Instructions for the task: Copy out each listing below word for word, with nothing changed.

Source data:
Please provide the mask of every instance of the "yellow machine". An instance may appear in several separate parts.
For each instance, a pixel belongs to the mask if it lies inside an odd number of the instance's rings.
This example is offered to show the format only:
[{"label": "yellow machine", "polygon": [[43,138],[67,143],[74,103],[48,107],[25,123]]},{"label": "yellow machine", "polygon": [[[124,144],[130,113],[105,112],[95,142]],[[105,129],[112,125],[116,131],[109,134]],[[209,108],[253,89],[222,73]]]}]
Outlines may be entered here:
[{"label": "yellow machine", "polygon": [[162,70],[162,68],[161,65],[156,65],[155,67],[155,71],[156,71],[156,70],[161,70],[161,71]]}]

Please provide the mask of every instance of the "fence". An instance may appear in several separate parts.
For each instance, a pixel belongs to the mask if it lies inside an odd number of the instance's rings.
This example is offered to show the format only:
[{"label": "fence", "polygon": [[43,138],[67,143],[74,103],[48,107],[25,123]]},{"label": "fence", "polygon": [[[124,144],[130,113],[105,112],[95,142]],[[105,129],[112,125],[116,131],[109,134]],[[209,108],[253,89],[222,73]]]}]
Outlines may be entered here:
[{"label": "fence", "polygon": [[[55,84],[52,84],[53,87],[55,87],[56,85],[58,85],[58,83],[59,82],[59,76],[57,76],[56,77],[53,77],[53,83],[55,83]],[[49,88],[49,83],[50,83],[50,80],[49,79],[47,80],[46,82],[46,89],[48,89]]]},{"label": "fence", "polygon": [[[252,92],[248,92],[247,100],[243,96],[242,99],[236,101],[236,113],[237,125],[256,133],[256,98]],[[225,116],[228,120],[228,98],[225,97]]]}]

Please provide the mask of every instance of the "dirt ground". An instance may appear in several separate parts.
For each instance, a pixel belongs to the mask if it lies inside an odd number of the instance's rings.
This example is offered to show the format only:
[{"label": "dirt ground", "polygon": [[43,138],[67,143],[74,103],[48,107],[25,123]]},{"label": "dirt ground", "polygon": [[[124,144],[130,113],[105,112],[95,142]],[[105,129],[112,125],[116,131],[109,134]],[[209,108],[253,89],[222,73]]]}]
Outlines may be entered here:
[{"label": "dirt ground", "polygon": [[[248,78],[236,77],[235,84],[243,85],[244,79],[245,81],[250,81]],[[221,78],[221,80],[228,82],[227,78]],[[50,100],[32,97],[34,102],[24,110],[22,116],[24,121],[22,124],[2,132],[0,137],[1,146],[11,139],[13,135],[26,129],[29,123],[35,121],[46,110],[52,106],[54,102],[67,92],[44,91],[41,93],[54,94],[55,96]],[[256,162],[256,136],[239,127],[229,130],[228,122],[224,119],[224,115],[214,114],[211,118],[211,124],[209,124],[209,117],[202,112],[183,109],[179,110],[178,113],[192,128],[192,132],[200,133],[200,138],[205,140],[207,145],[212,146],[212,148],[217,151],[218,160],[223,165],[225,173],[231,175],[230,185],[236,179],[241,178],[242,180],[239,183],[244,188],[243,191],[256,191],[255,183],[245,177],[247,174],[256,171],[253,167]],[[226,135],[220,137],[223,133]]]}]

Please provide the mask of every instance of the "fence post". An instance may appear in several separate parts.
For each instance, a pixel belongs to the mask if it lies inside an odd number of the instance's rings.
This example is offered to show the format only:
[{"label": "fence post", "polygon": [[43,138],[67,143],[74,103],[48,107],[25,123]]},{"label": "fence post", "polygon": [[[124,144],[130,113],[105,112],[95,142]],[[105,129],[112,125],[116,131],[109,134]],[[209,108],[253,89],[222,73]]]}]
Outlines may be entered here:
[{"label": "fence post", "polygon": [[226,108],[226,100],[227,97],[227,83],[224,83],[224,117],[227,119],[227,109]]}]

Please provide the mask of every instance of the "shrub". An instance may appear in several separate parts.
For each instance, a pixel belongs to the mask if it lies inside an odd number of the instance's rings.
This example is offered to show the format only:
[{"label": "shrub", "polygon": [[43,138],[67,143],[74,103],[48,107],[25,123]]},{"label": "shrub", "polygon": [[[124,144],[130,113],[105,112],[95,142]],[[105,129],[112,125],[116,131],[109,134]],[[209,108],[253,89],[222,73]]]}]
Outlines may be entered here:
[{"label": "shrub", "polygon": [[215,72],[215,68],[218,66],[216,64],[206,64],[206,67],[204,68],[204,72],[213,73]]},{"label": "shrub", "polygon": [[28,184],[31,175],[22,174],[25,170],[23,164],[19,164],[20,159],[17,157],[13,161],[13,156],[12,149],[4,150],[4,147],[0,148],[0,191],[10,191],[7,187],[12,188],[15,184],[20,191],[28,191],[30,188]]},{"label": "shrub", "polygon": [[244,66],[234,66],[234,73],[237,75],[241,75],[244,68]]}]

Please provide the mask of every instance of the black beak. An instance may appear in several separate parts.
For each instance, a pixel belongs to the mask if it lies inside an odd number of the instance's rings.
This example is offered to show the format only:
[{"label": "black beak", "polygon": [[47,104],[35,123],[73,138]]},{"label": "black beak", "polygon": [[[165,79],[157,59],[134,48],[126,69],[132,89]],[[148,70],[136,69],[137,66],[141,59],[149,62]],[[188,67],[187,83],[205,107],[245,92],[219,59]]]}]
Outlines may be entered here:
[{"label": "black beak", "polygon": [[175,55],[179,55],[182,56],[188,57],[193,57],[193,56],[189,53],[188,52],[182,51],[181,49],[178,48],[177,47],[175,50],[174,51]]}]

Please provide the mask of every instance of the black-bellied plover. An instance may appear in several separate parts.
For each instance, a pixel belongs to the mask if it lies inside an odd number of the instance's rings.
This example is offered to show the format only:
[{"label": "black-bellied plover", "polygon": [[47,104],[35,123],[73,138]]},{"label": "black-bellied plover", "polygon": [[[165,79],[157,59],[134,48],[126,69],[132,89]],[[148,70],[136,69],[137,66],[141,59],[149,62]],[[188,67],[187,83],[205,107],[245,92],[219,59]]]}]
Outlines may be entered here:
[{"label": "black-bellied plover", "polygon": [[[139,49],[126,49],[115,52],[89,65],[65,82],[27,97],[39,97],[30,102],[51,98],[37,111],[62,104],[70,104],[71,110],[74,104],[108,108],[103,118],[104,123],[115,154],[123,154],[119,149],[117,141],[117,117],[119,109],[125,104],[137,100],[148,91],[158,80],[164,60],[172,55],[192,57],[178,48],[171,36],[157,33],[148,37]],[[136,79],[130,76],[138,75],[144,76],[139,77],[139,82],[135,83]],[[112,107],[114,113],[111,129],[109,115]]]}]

Written response:
Please provide the mask of every instance of the "yellow machine". An instance may appear in several separate parts.
For each instance, a pixel belongs to the mask if it lies inside an odd number of the instance's rings.
This example is offered to show the format only:
[{"label": "yellow machine", "polygon": [[43,138],[67,143],[74,103],[48,107],[25,123]]},{"label": "yellow machine", "polygon": [[[124,144],[130,113],[105,112],[95,142]],[[105,129],[112,125],[116,131],[109,134]],[[209,108],[253,89],[222,73]]]}]
Outlines may be entered here:
[{"label": "yellow machine", "polygon": [[162,70],[162,68],[161,65],[156,65],[155,67],[155,71],[156,71],[156,70],[161,70],[161,71]]}]

Please provide the mask of every instance of the "fence". An instance may appear in several separate parts.
For each instance, a pixel belongs to the mask if it lies inside an odd number of the instance's rings.
This example is offered to show the format only:
[{"label": "fence", "polygon": [[43,138],[67,143],[74,103],[48,107],[25,123]]},{"label": "fence", "polygon": [[[124,144],[130,113],[105,112],[95,142]],[[105,129],[112,125],[116,131],[109,134]],[[209,108],[253,89],[222,73]]]}]
Outlines may be entered here:
[{"label": "fence", "polygon": [[[55,84],[52,84],[53,87],[55,87],[56,85],[58,85],[58,83],[59,82],[59,76],[57,76],[56,77],[53,77],[53,83],[55,83]],[[49,88],[49,83],[50,83],[50,80],[49,79],[47,80],[46,82],[46,89],[48,89]]]},{"label": "fence", "polygon": [[[252,92],[248,92],[247,100],[243,96],[242,99],[236,101],[236,113],[237,125],[256,133],[256,98]],[[225,116],[228,120],[228,98],[225,97]]]}]

Please provide the mask of every instance of the "dirt ground". An instance may appear in several separate parts.
For each instance, a pixel belongs to the mask if it lies inside an odd number of the instance's rings.
This example is offered to show the format only:
[{"label": "dirt ground", "polygon": [[43,138],[67,143],[74,103],[48,107],[25,123]]},{"label": "dirt ground", "polygon": [[[124,144],[130,113],[105,112],[95,142]],[[105,129],[112,125],[116,131],[109,134]],[[209,108],[253,89],[222,73]]]}]
Outlines may be entered here:
[{"label": "dirt ground", "polygon": [[[248,78],[236,77],[235,84],[243,85],[244,79],[245,81],[250,81]],[[221,78],[221,80],[228,82],[227,78]],[[50,100],[32,97],[34,102],[24,110],[22,116],[24,121],[22,124],[2,132],[0,137],[1,146],[11,139],[13,135],[26,129],[29,123],[35,121],[46,110],[52,106],[54,102],[67,92],[44,91],[41,93],[54,94],[55,96]],[[256,162],[256,136],[239,127],[229,130],[228,122],[224,119],[224,115],[214,114],[211,118],[211,124],[209,124],[209,117],[202,112],[183,109],[179,110],[178,113],[192,128],[192,132],[200,133],[200,138],[205,140],[207,145],[212,146],[212,148],[217,151],[218,160],[223,165],[225,173],[231,175],[230,185],[236,179],[241,178],[242,180],[239,183],[244,188],[243,191],[256,191],[255,183],[245,177],[247,174],[256,171],[253,167]],[[226,135],[220,137],[223,133]]]}]

Please provide the mask of every instance of the "fence post". An instance may appear in several separate parts.
For each instance, a pixel belongs to the mask if it lies inside an odd number of the instance's rings.
This example is offered to show the format only:
[{"label": "fence post", "polygon": [[43,138],[67,143],[74,103],[48,107],[25,123]]},{"label": "fence post", "polygon": [[[124,144],[130,113],[105,112],[95,142]],[[105,129],[112,125],[116,131],[109,134]],[[209,108],[253,89],[222,73]]]}]
Outlines may be entered here:
[{"label": "fence post", "polygon": [[226,108],[226,100],[227,97],[227,83],[224,83],[224,117],[227,119],[227,109]]}]

Please provide the mask of every instance of the "shrub". An instance may appear in several separate parts.
For each instance, a pixel belongs to the mask if it lies inside an odd number of the instance's rings.
This example is offered to show the format only:
[{"label": "shrub", "polygon": [[43,138],[67,143],[74,103],[48,107],[25,123]]},{"label": "shrub", "polygon": [[[124,144],[130,113],[105,112],[95,142]],[[105,129],[112,125],[116,131],[109,134]],[[209,108],[253,89],[222,73]]]}]
Outlines may be entered here:
[{"label": "shrub", "polygon": [[215,72],[215,68],[218,66],[216,64],[206,64],[206,67],[204,68],[204,72],[213,73]]},{"label": "shrub", "polygon": [[28,184],[31,175],[22,174],[25,170],[23,164],[19,164],[20,159],[17,157],[13,161],[13,156],[12,149],[4,150],[4,147],[0,148],[0,191],[10,191],[7,187],[12,188],[15,184],[20,191],[28,191],[30,188]]},{"label": "shrub", "polygon": [[244,66],[234,66],[234,73],[237,75],[241,75],[244,68]]}]

Please provide the mask of every instance of the black beak. An instance may appear in several separate parts.
For each instance, a pixel belongs to the mask if it lies inside an odd number of the instance's rings.
This example is offered to show the format only:
[{"label": "black beak", "polygon": [[47,104],[35,123],[73,138]]},{"label": "black beak", "polygon": [[[165,79],[157,59],[134,48],[126,69],[132,89]],[[148,70],[136,69],[137,66],[141,59],[149,62]],[[188,67],[187,83],[205,107],[245,92],[219,59]]]}]
Outlines may be entered here:
[{"label": "black beak", "polygon": [[175,55],[179,55],[182,56],[188,57],[193,57],[193,56],[189,53],[188,52],[182,51],[181,49],[178,48],[177,47],[175,50],[174,51]]}]

Please provide the mask of every instance of the black-bellied plover. An instance may appear in several separate parts.
For each instance, a pixel belongs to the mask if it lies inside an odd number of the instance's rings.
This example is offered to show the format only:
[{"label": "black-bellied plover", "polygon": [[47,104],[35,123],[73,138]]},{"label": "black-bellied plover", "polygon": [[[165,79],[157,59],[134,48],[126,69],[132,89]],[[148,70],[136,69],[137,66],[141,59],[149,62]],[[188,67],[187,83],[205,107],[245,92],[219,59]]]}]
Outlines may be entered here:
[{"label": "black-bellied plover", "polygon": [[[139,49],[126,49],[115,52],[89,65],[65,82],[27,97],[39,97],[30,102],[51,98],[37,111],[62,104],[70,104],[71,110],[74,104],[108,108],[103,118],[104,123],[115,154],[123,154],[119,149],[117,141],[117,117],[119,109],[125,104],[137,100],[148,91],[158,80],[164,60],[172,55],[192,57],[178,48],[171,36],[157,33],[148,37]],[[136,79],[130,76],[138,75],[144,76],[139,77],[139,82],[135,83]],[[112,107],[114,113],[111,129],[109,115]]]}]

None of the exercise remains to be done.